# Data excerpts
>>>>

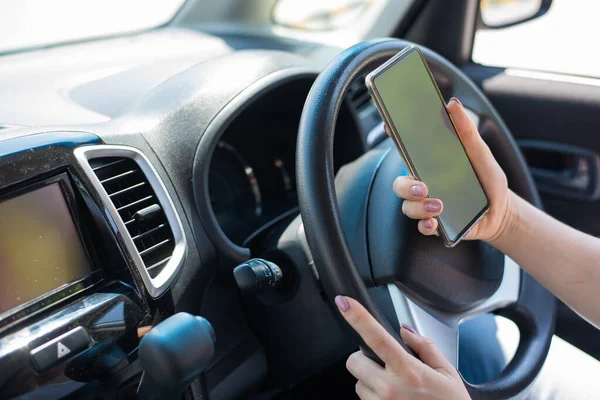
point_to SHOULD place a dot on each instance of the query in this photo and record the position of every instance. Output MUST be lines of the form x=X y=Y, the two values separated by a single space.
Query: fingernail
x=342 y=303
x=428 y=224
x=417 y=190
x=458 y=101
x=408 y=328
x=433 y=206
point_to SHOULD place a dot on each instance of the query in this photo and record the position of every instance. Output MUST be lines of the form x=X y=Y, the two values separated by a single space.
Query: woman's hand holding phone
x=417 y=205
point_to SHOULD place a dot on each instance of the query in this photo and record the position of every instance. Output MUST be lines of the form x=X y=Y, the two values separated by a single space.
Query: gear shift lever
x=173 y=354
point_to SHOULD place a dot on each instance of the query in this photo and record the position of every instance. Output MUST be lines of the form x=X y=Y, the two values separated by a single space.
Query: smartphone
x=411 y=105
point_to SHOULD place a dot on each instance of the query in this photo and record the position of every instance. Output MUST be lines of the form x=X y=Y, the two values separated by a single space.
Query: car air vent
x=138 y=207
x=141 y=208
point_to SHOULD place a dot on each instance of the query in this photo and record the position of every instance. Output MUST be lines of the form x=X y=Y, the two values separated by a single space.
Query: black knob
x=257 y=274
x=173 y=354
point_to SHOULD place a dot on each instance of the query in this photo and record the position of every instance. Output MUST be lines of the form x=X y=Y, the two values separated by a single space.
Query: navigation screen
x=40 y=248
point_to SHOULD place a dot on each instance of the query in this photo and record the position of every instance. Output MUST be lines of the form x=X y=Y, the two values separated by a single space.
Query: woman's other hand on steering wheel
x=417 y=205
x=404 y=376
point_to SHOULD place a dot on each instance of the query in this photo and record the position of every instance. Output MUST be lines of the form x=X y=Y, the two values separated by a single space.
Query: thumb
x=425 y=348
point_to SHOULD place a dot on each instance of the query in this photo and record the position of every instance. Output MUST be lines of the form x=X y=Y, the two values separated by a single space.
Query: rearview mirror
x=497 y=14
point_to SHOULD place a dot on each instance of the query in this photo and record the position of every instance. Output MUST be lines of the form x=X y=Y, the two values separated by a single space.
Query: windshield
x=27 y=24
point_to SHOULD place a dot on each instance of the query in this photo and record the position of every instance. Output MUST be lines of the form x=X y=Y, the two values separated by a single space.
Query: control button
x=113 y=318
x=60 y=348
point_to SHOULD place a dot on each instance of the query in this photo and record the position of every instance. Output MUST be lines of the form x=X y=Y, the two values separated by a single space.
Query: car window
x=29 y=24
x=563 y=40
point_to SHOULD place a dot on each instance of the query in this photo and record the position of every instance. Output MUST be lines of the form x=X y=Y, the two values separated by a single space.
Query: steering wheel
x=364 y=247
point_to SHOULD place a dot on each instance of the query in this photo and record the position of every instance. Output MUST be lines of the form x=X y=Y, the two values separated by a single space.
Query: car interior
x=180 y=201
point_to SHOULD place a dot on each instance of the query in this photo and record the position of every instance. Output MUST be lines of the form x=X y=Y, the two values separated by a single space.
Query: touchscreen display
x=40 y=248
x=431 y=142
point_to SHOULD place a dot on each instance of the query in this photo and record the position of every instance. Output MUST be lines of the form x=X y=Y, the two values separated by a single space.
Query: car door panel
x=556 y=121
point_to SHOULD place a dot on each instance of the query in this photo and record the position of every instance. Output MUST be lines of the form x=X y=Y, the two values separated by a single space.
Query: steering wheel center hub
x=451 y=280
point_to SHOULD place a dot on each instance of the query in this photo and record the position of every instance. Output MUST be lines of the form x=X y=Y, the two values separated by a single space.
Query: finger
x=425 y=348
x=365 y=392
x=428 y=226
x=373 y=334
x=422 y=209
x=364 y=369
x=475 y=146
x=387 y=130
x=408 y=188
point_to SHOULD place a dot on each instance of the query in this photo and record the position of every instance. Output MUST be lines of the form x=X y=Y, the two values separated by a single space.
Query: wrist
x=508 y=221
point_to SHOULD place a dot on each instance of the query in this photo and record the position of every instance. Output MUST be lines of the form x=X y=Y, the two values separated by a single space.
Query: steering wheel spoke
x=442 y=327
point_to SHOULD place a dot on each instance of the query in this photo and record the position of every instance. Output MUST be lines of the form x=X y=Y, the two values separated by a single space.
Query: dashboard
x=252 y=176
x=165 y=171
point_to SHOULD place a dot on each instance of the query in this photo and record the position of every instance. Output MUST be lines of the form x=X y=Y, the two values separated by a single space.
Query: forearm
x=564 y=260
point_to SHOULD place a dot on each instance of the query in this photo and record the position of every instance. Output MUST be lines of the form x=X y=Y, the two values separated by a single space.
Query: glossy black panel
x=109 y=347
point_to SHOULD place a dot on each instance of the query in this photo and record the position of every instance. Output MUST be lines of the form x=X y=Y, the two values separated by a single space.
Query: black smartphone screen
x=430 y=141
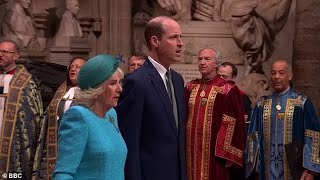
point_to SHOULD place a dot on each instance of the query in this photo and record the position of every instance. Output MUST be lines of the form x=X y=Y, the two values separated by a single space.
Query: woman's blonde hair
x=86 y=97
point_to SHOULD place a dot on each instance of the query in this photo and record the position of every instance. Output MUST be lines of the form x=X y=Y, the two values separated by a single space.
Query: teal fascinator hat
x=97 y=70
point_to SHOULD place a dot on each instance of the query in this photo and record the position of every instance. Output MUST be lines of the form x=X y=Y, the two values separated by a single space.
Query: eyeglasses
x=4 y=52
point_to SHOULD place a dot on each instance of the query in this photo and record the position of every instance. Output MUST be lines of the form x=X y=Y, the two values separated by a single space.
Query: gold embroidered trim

<<<<

# What to produce
When repeating the material above, keep every line exact and drop all pictures.

# Reply
point_to SHOULD place a dot on each instance of the query in this photo and record the position of every instance. Output MUST be lines of the form x=X y=Y, the two values separated by a single space.
Query: fingernail
x=342 y=303
x=428 y=224
x=417 y=190
x=458 y=101
x=408 y=328
x=433 y=206
point_to SHOULD place a dot on each instance of the query in this photo and record the position of every instance. Output MUST be lines of the form x=X y=Y, the two values separated by a single space.
Query: woman's hand holding phone
x=417 y=205
point_to SHOULD place a dot on each instance of the query in this photo and record the position of every instance. Output MUST be lines of the form x=X y=Y, the two values separated by a single space.
Query: gear shift lever
x=173 y=354
point_to SHOULD place a dot on each instance of the query in this photo and record the position of every instance. Output MUST be lines of the form x=X y=Y, the two values separated by a single space.
Query: smartphone
x=411 y=105
point_to SHOULD place a dot on each instance of the query in this photo and record the position of every instance. Output MUST be lines of the form x=X y=Y, the two values separated by a single space.
Query: car air vent
x=138 y=207
x=141 y=208
point_to SHOULD place a dot on each instance of the query in this photo and record the position of every instance. Output MUST be lines of the form x=X y=Y, the two values separated by a single space.
Query: black knob
x=257 y=274
x=173 y=354
point_to SHOULD place a dot on each instance of the query in this photo and record the position of every instance. Output MUST be lines of the form x=X y=Y, the two values separated by a single space.
Query: navigation screen
x=40 y=248
point_to SHOULD place a dot on each instance of the query in this photo and record the position of every instance. Output MUST be lines of the form x=X y=Y, the two values separated by a single space.
Query: woman's other hand on steering wheel
x=417 y=205
x=404 y=376
point_to SHOULD place a dot on each instance of the query in this photo and record the position of every instance. Output MUST be lines of the form x=X y=Y, the two values separated by a single space.
Query: thumb
x=425 y=348
point_to SHOULD place a dot on each instance of the query in this photo and record the position of every instance. Output MUST be lines of the form x=X y=Y, the two values separated by a single space.
Query: rearview mirror
x=497 y=14
point_to SHOULD place a dot on each instance of the query in this photo and record the position of every instance. Output MUST be lines of the form x=X y=Y, the two values separated by a single space.
Query: windshield
x=27 y=24
point_to SHOULD place a dot on each instance of the query in this photo and record the position of every instance. Output MUST be lines of the form x=X y=Y, the two values separated by a single space.
Query: control button
x=113 y=318
x=60 y=348
point_to SHOULD place a dot on each instance of the query in this photo and record the position of every instance. Output MUST be lines of the form x=X y=Y, the two values separated by a single space.
Query: car window
x=29 y=24
x=563 y=40
point_to SHOULD place a dot on each instance of the query in this photo and record the position of every instance. Output MUST be lines of the form x=X y=Y, the two values separated by a single space.
Query: steering wheel
x=364 y=247
point_to SHOULD place a dot on each instance of the query in this photo and record the position of every instance. Output MUST be lines of the form x=X y=Y, the two values separated by a single space.
Query: car interior
x=180 y=201
point_to SHOULD place a dot on each instance of the query in this photo and record the position of every instance. Output MUST be lines of the form x=X y=Y, the two values separated by a single space.
Query: touchscreen display
x=40 y=248
x=431 y=142
point_to SHOULD place a dot on each instance of the query in this photo and record the position of every instance. Output MUST be lines of the form x=X y=Y, the two values separated by a single space.
Query: car door panel
x=556 y=121
point_to SHOULD place a dot on each instance of the query in this photo and record the position of every instance. Output MUST be lines of the form x=X y=Y, the two values separated by a single space.
Query: steering wheel center hub
x=451 y=280
point_to SHOULD place a dot on each instance of the query in this photo and record the position of every instance. Output MUST be lines of the form x=X y=Y, the two values separated by a single space.
Query: finger
x=425 y=348
x=365 y=392
x=428 y=226
x=373 y=334
x=422 y=209
x=364 y=369
x=475 y=146
x=387 y=130
x=408 y=188
point_to SHOULD place a dot on each instance of the query in this photo and record the position of every instance. Output MUST be lines of the form x=X y=Y, the two values separated by a single space.
Query: wrist
x=508 y=221
point_to SHOULD place a dot on each instance of the query in this photo and record the position of every instance. Output MUST be lines of the form x=X y=Y, the two values separated by a single space.
Query: steering wheel spoke
x=442 y=327
point_to SHOULD place a dot on each instance of the query in this photo and record the position of every instance. Output MUST be lines of the form x=X y=Y, the two values separated by a single space.
Query: dashboard
x=252 y=176
x=165 y=171
point_to SHOULD place a dot on each instance of the query in this photo and record the position of every instance. Output MUST be lines of the form x=X y=Y, the two values separated by a single space.
Query: forearm
x=564 y=260
point_to SHOULD place a dot on each instance of the query in this photo and record the position of every instance. Output MUST be lines of the form x=X y=Y, the two values separated by a single space.
Query: glossy black panel
x=109 y=347
point_to SHOULD place a dot on each instance of the query in this photo and record the position of every instance. Output MUST be lines of the form x=X y=Y, the two values separated by a single space.
Query: black smartphone screen
x=430 y=141
point_to SHOULD place a dot on each instance of the query in this photo and record the position of every instance. Output MUST be lines of the form x=X y=Y, the two values separated by a single space.
Query: woman's blonde hair
x=86 y=97
point_to SHOULD place a dot on each instance of the query in this photo and record the position of every instance. Output MUST be lines of the form x=X y=Y, the two values separated by a single space.
Query: teal fascinator hat
x=97 y=70
point_to SHOULD place a dot on each instance of the query in this photo and record the position of every instance. Output MUST be lines of the form x=X y=Y, the two values separated by a single space.
Query: eyeglasses
x=4 y=52
point_to SHOULD place a dot on each instance of the query in this photo and record the position of every instance. Output MUST be lines of the form x=X y=Y, the two values separated by a single space.
Query: gold embroidered trim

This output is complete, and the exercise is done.